- **GIVEN PASSAGE**:
--- START ---

You are very simply allowing your personal moral views to overrule the law of the land, and in the process you deny your clients the opportunity to participate in lawful tax mitigation. I’m sorry but you can try to dress it up anyway you like….you are putting your interests ahead of those of your client and that is totally unprofessional.
As far as I can see, the only get-out option for you is to spell it out in your initial engagement letter with every new client that, regardless of what it costs your client, you will not assist in any way with any tax mitigation planning, no matter whether it is expressly legal or otherwise. If any clients of yours share your view about tax mitigation then you have a happy client relationship. If not then at least you have covered yourself against a PI claim. In all other circumstances I think you are exposed to a claim of putting your own interests ahead of the interests of your clients.
This whole topic has actually served to undermine your credibility in many of the assertions that you spout about tax havens. Even if something is expressly lawful you somehow consider it to be abusive.
I have no problem in you holding that view as its tour perogative, but please don’t be surprised when people like me throw it back at you when you accuse offshore finance centres of behaving irresponsibly when you are on record as deeming expressly lawful tax planning, effectively endorsed by HMRC and by the UK courts, to be abusive. When you cannot even recognise that distinction, many of your claims about offshore finance centres are simply destroyed as unsubstantiated personal propaganda.
However, I do fully distinguish between lawful tax mitigation and outright tax evasion and I support your stance that tax havens should in no way be facilitating the latter. But there is a very clear distinction as tax evasion is unquestionably a crime and cannot be condoned.
Mark
Your position is an entirely valid alternative to mine: I am saying I will always refer on rather than investigate. But that’s only a variant on a theme.

--- END ---

- **PROBLEM TO SOLVE**:
Continue the exchange about tax mitigation from the point where it stops.

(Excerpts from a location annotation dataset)
--- START ---

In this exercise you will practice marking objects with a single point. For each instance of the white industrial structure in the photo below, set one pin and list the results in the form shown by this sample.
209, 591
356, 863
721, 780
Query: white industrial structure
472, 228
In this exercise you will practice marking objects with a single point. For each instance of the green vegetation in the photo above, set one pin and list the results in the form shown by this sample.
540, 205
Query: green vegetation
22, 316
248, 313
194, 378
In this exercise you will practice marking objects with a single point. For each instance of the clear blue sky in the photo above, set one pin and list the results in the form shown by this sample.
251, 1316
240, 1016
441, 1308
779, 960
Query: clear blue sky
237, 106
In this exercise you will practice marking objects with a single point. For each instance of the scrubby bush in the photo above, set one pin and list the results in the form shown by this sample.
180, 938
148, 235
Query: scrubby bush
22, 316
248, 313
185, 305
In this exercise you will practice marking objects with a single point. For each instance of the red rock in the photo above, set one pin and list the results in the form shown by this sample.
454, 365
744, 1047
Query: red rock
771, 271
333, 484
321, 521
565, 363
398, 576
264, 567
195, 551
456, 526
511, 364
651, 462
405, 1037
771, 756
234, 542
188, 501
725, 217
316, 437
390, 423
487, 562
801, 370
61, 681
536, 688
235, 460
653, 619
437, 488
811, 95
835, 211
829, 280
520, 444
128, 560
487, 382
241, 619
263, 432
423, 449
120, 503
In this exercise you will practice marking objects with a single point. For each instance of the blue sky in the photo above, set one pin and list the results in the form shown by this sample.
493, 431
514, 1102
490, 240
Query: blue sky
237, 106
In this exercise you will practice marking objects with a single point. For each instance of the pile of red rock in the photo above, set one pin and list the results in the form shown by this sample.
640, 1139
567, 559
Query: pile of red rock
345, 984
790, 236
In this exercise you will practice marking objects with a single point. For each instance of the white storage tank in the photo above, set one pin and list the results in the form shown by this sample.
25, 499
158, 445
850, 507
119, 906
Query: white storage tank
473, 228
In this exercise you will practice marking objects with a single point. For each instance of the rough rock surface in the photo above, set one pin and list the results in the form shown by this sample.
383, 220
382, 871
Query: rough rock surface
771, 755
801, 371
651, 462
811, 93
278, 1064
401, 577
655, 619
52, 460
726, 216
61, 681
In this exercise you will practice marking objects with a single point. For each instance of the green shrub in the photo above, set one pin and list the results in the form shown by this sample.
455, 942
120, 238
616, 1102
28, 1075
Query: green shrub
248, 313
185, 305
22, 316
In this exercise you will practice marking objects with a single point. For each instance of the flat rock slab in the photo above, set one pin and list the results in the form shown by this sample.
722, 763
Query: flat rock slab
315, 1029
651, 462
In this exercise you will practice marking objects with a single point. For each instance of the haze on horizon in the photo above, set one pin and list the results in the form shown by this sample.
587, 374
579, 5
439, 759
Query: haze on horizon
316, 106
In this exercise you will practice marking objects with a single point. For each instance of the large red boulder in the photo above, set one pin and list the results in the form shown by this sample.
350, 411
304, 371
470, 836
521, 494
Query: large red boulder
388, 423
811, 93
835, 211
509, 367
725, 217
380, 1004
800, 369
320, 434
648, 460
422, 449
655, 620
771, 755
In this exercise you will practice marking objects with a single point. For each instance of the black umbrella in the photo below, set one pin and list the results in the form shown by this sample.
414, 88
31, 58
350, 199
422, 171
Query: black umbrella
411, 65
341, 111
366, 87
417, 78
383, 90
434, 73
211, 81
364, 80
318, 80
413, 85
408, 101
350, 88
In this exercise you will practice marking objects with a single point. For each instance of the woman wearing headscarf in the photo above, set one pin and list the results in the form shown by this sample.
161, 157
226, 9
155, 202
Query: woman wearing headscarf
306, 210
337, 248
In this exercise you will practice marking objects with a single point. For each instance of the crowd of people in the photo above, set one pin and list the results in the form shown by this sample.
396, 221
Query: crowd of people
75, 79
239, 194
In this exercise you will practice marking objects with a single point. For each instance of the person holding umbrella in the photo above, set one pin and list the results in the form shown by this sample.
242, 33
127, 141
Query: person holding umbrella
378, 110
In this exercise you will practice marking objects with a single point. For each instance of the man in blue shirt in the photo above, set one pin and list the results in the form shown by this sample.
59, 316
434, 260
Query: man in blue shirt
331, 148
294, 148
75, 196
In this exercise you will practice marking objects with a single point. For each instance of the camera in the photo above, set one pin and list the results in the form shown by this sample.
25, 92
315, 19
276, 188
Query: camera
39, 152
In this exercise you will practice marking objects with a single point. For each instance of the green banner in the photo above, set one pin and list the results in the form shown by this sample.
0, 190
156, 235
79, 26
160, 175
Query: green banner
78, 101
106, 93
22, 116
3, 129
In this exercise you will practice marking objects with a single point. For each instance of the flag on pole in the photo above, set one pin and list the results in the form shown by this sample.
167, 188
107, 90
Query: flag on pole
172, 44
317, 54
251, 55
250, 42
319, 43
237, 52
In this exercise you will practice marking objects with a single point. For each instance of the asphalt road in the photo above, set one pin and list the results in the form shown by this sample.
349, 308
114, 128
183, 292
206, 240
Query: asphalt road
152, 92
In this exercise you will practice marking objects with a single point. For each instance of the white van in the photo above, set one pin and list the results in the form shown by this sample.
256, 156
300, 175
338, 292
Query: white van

--- END ---

- **ANSWER TO THIS TASK**:
Best
Richard
David
Quite frankly what you say is bunkum. You assume:
a) You know the law of the land. I can say with certainty you don’t. It is not possible to do so. We would not need courts to interpret them if you did.
b) The government sanctions tax avoidance: no it doesn’t. It tries to block it when it finds it. Where have you been?
c) I deny my clients options. No I don’t – I say I won’t do things for them. Nothing stops them going elsewhere.
d) The client comes first – when as I have shown that is clearly not true.
e) You always know the difference between tax evasion and tax avoidance. Bluntly, I don’t believe you.
We fundamentally differ. I put ethics first. You put tax abuse first. I’ll leave others to decide which is more professional.
You are, of course, typical of the amorality of the offshore world – which seeks excuses to operate (the excuse usually being ‘it’s legal here’ – I’ll ignore the consequence elsewhere) – and in that sense what I say reinforces my argument against tax havens. That you can’t see that is your problem: you are not the audience I am addressing. Yours is the practice I am trying to eliminate.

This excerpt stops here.